_YOUR OBJECTIVE_
From the line containing "Find the metal" through the last line of the entries below, repeat each line word for word and leave out the rest.

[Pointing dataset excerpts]
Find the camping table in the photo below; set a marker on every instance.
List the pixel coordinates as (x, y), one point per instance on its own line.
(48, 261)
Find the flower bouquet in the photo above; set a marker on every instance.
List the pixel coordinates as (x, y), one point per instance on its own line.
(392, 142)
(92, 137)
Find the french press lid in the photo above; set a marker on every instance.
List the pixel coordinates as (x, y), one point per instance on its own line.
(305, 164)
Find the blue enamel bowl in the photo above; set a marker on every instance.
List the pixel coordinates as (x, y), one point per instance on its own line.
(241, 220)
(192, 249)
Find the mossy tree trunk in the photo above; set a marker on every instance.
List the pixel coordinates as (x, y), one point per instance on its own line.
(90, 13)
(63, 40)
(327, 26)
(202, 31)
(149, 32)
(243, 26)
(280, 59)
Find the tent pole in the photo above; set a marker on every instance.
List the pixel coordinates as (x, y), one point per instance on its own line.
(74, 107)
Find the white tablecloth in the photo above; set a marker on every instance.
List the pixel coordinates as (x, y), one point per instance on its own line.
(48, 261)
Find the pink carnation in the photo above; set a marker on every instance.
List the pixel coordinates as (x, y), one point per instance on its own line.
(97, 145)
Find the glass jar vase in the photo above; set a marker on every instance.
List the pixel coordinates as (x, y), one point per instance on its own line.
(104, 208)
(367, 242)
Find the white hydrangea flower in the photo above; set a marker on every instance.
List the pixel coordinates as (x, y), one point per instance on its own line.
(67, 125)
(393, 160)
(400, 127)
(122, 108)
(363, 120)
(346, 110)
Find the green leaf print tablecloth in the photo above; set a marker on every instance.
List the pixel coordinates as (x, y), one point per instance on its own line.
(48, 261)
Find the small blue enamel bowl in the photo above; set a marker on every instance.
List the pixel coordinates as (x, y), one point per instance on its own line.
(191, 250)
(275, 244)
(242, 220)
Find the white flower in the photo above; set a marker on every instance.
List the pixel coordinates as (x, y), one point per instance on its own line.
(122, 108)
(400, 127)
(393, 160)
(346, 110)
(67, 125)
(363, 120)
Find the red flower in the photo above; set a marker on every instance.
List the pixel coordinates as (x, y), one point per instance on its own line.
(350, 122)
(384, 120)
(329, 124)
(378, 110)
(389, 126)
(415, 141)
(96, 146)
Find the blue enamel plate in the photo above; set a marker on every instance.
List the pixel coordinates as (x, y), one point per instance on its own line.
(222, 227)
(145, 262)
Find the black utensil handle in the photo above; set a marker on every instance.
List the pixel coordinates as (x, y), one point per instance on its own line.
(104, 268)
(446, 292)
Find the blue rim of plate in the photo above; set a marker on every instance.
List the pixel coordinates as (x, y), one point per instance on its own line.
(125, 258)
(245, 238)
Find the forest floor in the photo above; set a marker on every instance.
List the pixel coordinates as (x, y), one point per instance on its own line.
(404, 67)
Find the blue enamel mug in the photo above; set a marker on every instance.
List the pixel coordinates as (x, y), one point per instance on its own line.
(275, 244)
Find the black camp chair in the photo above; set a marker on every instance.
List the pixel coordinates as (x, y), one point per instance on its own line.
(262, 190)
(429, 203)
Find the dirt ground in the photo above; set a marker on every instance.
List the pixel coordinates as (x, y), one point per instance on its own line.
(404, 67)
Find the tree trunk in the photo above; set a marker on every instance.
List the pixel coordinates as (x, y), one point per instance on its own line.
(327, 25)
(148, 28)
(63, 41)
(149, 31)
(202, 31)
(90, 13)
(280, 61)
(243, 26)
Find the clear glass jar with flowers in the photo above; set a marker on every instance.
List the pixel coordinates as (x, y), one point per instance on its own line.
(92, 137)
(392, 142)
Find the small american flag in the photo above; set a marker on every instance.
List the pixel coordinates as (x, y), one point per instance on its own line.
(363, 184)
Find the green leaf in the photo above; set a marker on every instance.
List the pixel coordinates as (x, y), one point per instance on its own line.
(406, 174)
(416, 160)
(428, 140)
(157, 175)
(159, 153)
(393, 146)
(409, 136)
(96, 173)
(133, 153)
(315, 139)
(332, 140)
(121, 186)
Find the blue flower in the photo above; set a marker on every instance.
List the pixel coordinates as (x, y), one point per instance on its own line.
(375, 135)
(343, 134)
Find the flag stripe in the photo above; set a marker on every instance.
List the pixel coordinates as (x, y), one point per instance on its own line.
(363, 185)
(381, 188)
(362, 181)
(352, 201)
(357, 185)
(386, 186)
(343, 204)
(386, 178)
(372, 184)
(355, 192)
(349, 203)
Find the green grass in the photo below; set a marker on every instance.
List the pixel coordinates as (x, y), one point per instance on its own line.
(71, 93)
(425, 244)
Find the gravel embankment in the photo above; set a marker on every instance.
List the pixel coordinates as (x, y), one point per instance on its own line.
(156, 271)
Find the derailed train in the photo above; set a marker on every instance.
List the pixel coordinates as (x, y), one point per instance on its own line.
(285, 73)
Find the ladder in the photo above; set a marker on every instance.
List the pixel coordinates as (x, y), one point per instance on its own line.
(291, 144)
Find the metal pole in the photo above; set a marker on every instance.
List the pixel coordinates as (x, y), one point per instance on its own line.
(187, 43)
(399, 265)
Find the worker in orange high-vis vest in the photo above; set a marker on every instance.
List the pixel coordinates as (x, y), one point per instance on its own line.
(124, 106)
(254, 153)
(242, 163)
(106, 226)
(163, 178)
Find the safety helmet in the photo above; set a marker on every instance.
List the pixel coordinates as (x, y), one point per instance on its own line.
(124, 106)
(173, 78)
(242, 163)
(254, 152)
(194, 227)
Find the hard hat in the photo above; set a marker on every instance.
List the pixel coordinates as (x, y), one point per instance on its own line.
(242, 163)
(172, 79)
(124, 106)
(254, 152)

_FULL RESPONSE_
Find the metal pole in the photo above; set a marker on every instance.
List the pixel coordinates as (x, y), one point per instance on its own line.
(187, 43)
(399, 265)
Find the worker in orange high-vis vest in the photo above; set a marker on every instance.
List the pixel coordinates as (x, y), one point per instance on its own line.
(124, 106)
(254, 153)
(242, 163)
(106, 226)
(163, 178)
Find the safety helmet in the photo above; set a marker on every instance.
List the pixel coordinates as (x, y), one point per instance on its own line.
(124, 106)
(173, 78)
(242, 163)
(254, 152)
(194, 227)
Find the hard hat in the photo above; set a marker on every instance.
List the pixel coordinates as (x, y), one point per instance on its own line.
(242, 163)
(172, 79)
(124, 106)
(254, 152)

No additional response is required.